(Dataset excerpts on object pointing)
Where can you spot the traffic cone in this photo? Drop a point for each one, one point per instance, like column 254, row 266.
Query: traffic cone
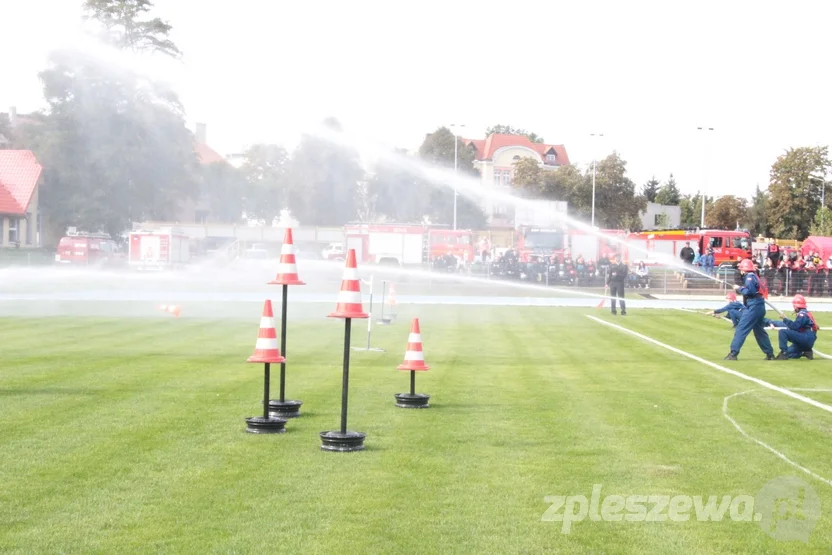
column 172, row 309
column 349, row 298
column 266, row 349
column 287, row 270
column 414, row 359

## Exercise objective
Convert the records above into a two-column CSV with the header row request,answer. Give one row per record, quote each field and replace line breaks with spaces, and omit the pictures.

## Problem solution
request,answer
"Where can you spot the traffic cone in this photo? Drop a point for each one, one point per instance, like column 254, row 266. Query: traffic cone","column 172, row 309 column 349, row 298 column 266, row 349 column 287, row 270 column 414, row 359"